- _AUFGABE 1_
Übertrage aus dem Text über den Passo San Giovanni diesen Satz ins Englische: „Jetzt heißt das Ganze dort "Biotopo di Lago Loppio", ist also heute nur noch ein Feuchtbiotop, wo man sich bestenfalls schlammige Füße holen kann.“
- _AUFGABE 2_
Schreibe den Text über die Steine vom Passo San Giovanni im Anschluss an seinen letzten Satz weiter.

===== EXTRAHIERTER TEXT

Die seltsamen Steine vom Passo San Giovanni
 
 

Das interessiert mich doch gar nicht!



 
 

1. Anfahrt:

Wer jemals Urlaub am nördlichen Gardasee gemacht und mit dem Auto hingefahren ist, kennt die Strecke mit Sicherheit, es ist die einzig vernünftige Route, wenn man von Norden her Riva, Limone oder Malcèsine erreichen will, wahrscheinlich haben bereits die Faustkeilhändler in der Steinzeit diese Strecke benutzt:
Man verläßt bei Rovereto Süd die Brenner-Autobahn (Jaja, ich weiß, die gab es in der Steinzeit noch nicht.) und fährt auf der SS 240 über Mori bis nach Tórbole, anders geht es gar nicht. Erst dort hat man wieder eine gewisse Auswahl ( entweder man entscheidet sich für die Gardesana Occidentale nach Limone oder für die Gardesana Orientale Richtung Malcèsine, beides sehr hübsch, aber für das Folgende ganz unerheblich ). Einige Kilometer hinter Mori lag rechts von der Straße vor Jahren noch der "Lago di Loppio", aus dem man inzwischen aber das Wasser abgelassen hat. Jetzt heißt das Ganze dort "Biotopo di Lago Loppio", ist also heute nur noch ein Feuchtbiotop, wo man sich bestenfalls schlammige Füße holen kann. Durch die eigentümliche Vegetation dort ist das Gebiet aber ziemlich markant und kann kaum übersehen werden, selbst wenn man einen ortskundigen, üblicherweise drängelnden, italienischen Autofahrer im Nacken sitzen hat. Kurz hinter diesem "Biotopo" überquert man nun den "Passo San Giovanni" ( oder auch "Nago-Pass" genannt ), man erkennt ihn einerseits am Straßenschild, andererseits an dem Heiligestandbild des Sankt Andreas ( = San Giovanni ), das auf einem Kalksteinfelsen etwa 5 Meter über der Straße, den Paß bewacht. Den Parkplatz dort sollte man benutzen, die lange Schlange der italienischen Autofahrer hinter Ihnen wird dafür dankbar sein. Außerdem kann man in der dortigen "Albergo" gleich einen kühlen Schluck trinken, bevor man sich an die letzte Etappe der Reise macht.

==========
===== GEZEIGTE EINTRÄGE

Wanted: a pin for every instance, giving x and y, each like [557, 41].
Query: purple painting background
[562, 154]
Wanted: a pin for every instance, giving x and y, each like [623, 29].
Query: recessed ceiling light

==========

- _RICHTIGE ANTWORT 1_
Now the whole area there is called "Biotopo di Lago Loppio," so today it is merely a wetland biotope where, at best, you can get muddy feet.

- _RICHTIGE ANTWORT 2_
Genau so verlief jedenfalls meine erste Begegnung mit diesem Ort, doch es sollte nicht mein letzter Aufenthalt hier sein. ( Wenn man die Serpentinen von Nago nach Tòrbole herunterfährt, hat man zum ersten Mal einen phantastischen Blick über den Gardasee. Allerdings ist man an dieser Stelle bereits am Passo S. Giovanni vorbeigefahren. Achtung, gleich rechts hinter der Kurve kommt ein Parkplatz mit ausgezeichneter Aussicht, da kann man wenden.)
Da ich begeisterter Fossiliensammler bin, sind mir die hier frei zugänglichen, auffälligen Kalksteinfelsen natürlich sofort ins Auge gesprungen, deshalb beschloß ich, mich an einem der folgenden Tage noch einmal genauer hier umzuschauen. Unglücklicherweise habe ich damit jedoch bis zu meinem vorletzten Urlaubstag gewartet und hatte dann nicht mehr genug Zeit, mich vor Ort genauer zu informieren. Deshalb versuche ich es also auf diese Weise.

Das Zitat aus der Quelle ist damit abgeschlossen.